From the line that includes "Where can the bus window" to the last line of the data, quote each line precisely; both boundary lines belong in the answer.

Given records.
--- --- ---

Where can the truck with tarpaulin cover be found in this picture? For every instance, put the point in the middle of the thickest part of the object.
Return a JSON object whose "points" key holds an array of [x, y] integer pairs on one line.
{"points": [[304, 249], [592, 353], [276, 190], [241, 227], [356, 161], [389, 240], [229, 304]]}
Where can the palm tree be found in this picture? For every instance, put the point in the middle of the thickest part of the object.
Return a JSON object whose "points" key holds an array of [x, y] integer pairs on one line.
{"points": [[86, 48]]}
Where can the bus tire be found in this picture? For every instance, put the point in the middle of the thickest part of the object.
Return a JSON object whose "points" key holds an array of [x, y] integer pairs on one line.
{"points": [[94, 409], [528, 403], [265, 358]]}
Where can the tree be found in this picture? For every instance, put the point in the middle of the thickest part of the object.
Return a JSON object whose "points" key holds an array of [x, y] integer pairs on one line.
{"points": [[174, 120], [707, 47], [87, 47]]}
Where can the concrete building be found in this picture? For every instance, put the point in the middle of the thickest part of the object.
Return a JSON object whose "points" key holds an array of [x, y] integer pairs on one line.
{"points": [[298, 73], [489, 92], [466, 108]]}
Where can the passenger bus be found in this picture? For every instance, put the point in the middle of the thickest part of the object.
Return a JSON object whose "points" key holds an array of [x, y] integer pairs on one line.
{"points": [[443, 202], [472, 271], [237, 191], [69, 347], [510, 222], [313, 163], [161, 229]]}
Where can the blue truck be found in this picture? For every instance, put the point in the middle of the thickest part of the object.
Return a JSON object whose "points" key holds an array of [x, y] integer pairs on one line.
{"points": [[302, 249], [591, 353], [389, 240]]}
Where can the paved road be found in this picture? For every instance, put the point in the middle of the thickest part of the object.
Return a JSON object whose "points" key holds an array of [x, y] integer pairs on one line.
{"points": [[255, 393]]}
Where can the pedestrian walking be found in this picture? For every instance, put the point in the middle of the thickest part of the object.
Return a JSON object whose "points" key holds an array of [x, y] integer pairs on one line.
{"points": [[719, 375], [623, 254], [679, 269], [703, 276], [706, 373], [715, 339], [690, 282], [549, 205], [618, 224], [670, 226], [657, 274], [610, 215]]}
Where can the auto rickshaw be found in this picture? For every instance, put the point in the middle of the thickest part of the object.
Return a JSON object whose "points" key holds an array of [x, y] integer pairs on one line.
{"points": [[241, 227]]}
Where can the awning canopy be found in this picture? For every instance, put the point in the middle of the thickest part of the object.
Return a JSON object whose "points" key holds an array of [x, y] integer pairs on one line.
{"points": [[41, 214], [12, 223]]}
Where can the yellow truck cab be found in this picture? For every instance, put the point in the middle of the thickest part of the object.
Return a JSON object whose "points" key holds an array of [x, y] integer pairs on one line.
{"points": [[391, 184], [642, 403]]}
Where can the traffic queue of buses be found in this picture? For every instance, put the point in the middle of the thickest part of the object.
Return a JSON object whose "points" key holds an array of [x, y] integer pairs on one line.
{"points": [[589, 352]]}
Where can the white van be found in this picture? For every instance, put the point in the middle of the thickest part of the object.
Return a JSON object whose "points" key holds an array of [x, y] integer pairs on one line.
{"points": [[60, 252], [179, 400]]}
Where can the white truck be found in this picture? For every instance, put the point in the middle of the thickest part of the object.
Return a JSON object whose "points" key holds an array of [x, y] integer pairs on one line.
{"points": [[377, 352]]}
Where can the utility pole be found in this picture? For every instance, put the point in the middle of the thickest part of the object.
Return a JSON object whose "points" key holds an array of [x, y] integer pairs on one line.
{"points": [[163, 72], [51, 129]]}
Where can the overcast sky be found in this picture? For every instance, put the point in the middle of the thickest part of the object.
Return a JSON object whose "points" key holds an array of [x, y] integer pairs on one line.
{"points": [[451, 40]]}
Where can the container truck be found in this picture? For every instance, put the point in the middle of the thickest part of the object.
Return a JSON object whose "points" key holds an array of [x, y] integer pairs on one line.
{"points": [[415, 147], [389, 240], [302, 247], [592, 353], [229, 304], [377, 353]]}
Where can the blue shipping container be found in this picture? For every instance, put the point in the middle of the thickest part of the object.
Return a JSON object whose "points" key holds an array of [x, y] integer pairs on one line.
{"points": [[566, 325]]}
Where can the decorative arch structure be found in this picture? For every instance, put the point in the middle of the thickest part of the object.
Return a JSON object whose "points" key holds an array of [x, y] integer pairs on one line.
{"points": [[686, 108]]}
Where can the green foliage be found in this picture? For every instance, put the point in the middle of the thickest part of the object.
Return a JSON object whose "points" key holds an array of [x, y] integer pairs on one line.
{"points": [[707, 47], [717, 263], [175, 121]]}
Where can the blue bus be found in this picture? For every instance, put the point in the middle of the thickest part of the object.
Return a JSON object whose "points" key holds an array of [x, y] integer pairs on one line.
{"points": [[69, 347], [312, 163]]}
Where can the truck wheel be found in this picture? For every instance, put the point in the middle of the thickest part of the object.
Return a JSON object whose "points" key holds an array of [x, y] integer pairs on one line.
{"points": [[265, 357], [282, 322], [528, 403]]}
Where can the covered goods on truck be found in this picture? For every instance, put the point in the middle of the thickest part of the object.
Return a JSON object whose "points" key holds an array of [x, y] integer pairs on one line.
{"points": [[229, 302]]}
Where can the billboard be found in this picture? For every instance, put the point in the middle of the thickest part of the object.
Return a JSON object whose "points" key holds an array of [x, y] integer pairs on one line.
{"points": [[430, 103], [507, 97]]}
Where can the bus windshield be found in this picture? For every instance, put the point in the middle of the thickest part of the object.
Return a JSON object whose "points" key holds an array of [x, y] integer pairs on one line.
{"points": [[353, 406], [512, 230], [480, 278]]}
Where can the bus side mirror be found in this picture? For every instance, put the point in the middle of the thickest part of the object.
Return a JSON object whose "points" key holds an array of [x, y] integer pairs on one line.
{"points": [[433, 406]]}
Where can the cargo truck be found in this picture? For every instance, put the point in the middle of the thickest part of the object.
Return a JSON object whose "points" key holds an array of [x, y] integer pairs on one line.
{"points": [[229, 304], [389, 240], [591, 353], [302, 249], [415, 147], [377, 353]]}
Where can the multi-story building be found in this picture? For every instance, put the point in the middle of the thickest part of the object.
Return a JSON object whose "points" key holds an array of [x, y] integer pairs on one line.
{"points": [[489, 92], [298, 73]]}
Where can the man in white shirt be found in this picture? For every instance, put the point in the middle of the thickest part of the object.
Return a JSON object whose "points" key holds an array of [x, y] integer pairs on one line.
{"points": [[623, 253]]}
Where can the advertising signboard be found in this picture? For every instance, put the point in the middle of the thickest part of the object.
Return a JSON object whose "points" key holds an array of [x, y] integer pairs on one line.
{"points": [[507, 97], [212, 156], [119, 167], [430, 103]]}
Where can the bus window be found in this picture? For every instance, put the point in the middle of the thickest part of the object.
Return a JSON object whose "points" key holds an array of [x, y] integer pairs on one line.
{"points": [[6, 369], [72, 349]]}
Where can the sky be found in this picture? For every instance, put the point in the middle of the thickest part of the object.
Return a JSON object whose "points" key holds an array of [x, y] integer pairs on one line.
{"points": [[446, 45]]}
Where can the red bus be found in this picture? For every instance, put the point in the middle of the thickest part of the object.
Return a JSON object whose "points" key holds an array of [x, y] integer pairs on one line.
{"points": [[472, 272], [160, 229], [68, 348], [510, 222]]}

--- --- ---

Answer to this problem.
Where can the bus window be found in this picture? For every instance, put the point in the middle of the thickest part of the object.
Return a JSON object whose "points" key holds an array of [x, y] integer pairs on one line.
{"points": [[6, 369], [72, 349]]}
Where can the sky be found in this picture? For every instance, put the point in the middle of the thickest part of the object.
Return a JSON object whose "points" key holds an array of [x, y] integer pairs on one line.
{"points": [[446, 45]]}
Where can the red bus be found in this picture? For every instance, put the point in the middle of the thickest part of the object.
Return a JSON object whose "points" key holds an array of [x, y] integer pairs on one line.
{"points": [[472, 272], [160, 229], [68, 348], [510, 222]]}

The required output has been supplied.